- _Available data_:
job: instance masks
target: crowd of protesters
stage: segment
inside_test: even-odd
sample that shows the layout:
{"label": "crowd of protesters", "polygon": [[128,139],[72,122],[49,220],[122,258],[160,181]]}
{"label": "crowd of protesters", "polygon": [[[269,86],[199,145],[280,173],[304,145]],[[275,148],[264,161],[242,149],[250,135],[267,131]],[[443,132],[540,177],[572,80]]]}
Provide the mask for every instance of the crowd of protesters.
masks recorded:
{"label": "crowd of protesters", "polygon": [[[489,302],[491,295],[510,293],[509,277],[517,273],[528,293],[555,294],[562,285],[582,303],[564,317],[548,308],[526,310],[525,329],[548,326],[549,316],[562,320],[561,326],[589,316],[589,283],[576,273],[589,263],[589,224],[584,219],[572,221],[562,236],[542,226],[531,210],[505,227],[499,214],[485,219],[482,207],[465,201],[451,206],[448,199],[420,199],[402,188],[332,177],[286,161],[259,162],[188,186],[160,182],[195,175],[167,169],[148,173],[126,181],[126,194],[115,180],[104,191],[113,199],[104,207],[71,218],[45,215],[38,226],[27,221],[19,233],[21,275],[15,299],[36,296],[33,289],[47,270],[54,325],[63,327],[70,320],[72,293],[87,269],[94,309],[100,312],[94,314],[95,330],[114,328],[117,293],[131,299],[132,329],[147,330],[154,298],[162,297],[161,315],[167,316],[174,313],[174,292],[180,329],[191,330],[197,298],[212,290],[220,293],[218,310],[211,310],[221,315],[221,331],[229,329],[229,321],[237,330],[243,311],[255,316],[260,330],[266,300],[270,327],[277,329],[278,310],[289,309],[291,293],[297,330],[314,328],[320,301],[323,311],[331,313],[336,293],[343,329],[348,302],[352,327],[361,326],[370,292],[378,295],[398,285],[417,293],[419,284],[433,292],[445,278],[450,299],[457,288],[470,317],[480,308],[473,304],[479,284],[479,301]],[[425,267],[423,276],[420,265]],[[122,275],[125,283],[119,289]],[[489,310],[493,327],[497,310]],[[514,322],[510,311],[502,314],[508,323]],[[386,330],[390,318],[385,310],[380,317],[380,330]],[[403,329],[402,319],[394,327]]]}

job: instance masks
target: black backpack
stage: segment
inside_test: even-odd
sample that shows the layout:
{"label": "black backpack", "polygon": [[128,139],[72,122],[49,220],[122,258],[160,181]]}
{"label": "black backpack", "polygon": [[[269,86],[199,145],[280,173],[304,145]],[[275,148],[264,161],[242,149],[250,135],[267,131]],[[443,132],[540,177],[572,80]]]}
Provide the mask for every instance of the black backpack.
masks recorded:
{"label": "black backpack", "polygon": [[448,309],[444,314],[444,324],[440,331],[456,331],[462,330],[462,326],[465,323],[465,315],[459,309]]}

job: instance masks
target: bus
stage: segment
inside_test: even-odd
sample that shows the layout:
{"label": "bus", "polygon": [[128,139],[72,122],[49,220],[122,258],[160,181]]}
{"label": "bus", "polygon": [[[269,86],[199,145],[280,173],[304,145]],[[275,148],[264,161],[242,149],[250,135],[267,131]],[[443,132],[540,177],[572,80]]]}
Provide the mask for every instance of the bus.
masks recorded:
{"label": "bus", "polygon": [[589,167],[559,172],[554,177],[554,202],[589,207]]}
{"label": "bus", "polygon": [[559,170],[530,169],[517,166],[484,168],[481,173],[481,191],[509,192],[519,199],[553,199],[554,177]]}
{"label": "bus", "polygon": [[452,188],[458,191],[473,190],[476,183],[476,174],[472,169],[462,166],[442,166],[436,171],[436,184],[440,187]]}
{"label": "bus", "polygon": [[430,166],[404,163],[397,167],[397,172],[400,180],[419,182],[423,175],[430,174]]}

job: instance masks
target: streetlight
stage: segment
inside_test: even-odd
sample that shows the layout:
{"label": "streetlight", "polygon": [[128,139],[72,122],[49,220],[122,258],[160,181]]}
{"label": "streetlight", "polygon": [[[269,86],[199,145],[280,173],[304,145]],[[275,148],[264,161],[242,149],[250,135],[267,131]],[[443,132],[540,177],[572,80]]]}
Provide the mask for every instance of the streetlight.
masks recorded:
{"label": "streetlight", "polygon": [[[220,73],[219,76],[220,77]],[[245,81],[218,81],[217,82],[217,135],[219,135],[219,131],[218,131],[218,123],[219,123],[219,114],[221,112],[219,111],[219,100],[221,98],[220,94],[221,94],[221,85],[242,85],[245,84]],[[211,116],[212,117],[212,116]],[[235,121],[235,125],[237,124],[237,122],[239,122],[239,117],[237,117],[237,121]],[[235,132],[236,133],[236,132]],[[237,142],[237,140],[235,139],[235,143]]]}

- _Exercise brief_: All of the data needs to be printed once more, exactly.

- _Response_:
job: instance masks
target: crowd of protesters
stage: segment
inside_test: even-odd
sample that shows the layout:
{"label": "crowd of protesters", "polygon": [[128,139],[72,122],[49,220],[122,258],[160,181]]}
{"label": "crowd of protesters", "polygon": [[[269,86],[199,145],[280,173],[304,145]],[[275,148],[264,161],[242,149],[250,135],[267,131]],[[443,132],[540,177],[572,80]]]}
Provide the mask for every instance of the crowd of protesters.
masks recorded:
{"label": "crowd of protesters", "polygon": [[[489,302],[491,295],[510,293],[509,277],[517,273],[528,293],[555,294],[562,285],[582,303],[564,317],[548,308],[526,310],[525,329],[548,326],[549,316],[562,320],[561,326],[589,316],[589,283],[576,273],[589,263],[589,224],[584,219],[572,221],[562,236],[542,226],[531,210],[505,227],[499,214],[485,219],[482,207],[465,201],[451,206],[448,199],[420,199],[402,188],[332,177],[286,161],[259,162],[188,186],[160,182],[195,175],[167,169],[148,173],[126,181],[126,194],[115,180],[104,191],[113,199],[104,207],[71,218],[45,215],[38,226],[27,221],[19,233],[21,275],[15,299],[36,296],[33,289],[47,270],[54,325],[63,327],[70,320],[72,293],[87,269],[94,309],[100,312],[94,314],[95,330],[114,328],[117,293],[131,299],[132,329],[147,330],[154,298],[162,297],[161,315],[167,316],[174,313],[174,292],[180,329],[191,330],[197,298],[212,290],[220,293],[218,310],[211,310],[221,315],[221,331],[229,329],[229,321],[237,330],[243,311],[255,316],[260,330],[266,300],[270,327],[277,329],[278,310],[289,309],[291,293],[297,330],[314,328],[320,301],[323,311],[331,313],[336,293],[343,329],[348,302],[352,327],[361,326],[370,292],[378,295],[398,285],[417,293],[419,284],[433,292],[445,278],[450,299],[457,288],[470,317],[480,308],[473,304],[479,284],[479,301]],[[425,267],[423,276],[420,265]],[[122,275],[125,283],[119,289]],[[489,310],[493,327],[497,310]],[[514,322],[510,311],[502,314],[508,323]],[[386,330],[390,318],[385,310],[380,317],[380,330]],[[403,329],[402,319],[394,327]]]}

job: instance masks
target: black backpack
stage: segment
inside_test: even-odd
sample that shows the layout:
{"label": "black backpack", "polygon": [[128,139],[72,122],[49,220],[122,258],[160,181]]}
{"label": "black backpack", "polygon": [[[269,86],[199,145],[280,173],[304,145]],[[275,148],[264,161],[242,149],[250,135],[267,131]],[[443,132],[540,177],[572,80]]]}
Provide the mask for every instance of the black backpack.
masks recorded:
{"label": "black backpack", "polygon": [[448,309],[444,314],[444,324],[440,331],[456,331],[462,330],[462,326],[465,323],[465,315],[459,309]]}

job: instance masks
target: bus
stage: segment
inside_test: even-odd
sample that shows the layout:
{"label": "bus", "polygon": [[128,139],[72,122],[49,220],[122,258],[160,181]]}
{"label": "bus", "polygon": [[[269,86],[199,145],[280,173],[304,145]],[[275,148],[264,161],[242,149],[250,135],[267,131]],[[443,132],[540,177],[572,80]]]}
Provide the mask for every instance of the bus.
masks recorded:
{"label": "bus", "polygon": [[589,167],[559,172],[554,177],[554,202],[589,207]]}
{"label": "bus", "polygon": [[559,170],[530,169],[517,166],[484,168],[481,173],[481,191],[509,192],[519,199],[553,199],[554,177]]}
{"label": "bus", "polygon": [[452,188],[458,191],[473,190],[476,183],[476,174],[472,169],[462,166],[442,166],[436,171],[436,184],[440,187]]}
{"label": "bus", "polygon": [[430,166],[404,163],[397,167],[397,172],[400,180],[419,182],[423,175],[430,174]]}

job: instance masks
target: streetlight
stage: segment
inside_test: even-odd
sample that shows the layout:
{"label": "streetlight", "polygon": [[128,139],[72,122],[49,220],[122,258],[160,181]]}
{"label": "streetlight", "polygon": [[[269,86],[199,145],[280,173],[304,145]],[[275,148],[264,161],[242,149],[250,135],[267,131]],[[443,132],[540,177],[572,80]]]}
Provide the mask for every instance of the streetlight.
masks recorded:
{"label": "streetlight", "polygon": [[[220,73],[219,76],[220,77]],[[245,81],[218,81],[217,82],[217,135],[219,135],[219,131],[218,131],[218,123],[219,123],[219,114],[221,112],[219,111],[219,100],[221,98],[220,94],[221,94],[221,85],[242,85],[245,84]],[[211,116],[212,117],[212,116]],[[235,121],[235,125],[237,124],[237,122],[239,122],[239,117],[237,117],[237,121]],[[235,132],[236,133],[236,132]],[[237,142],[237,140],[235,139],[235,143]]]}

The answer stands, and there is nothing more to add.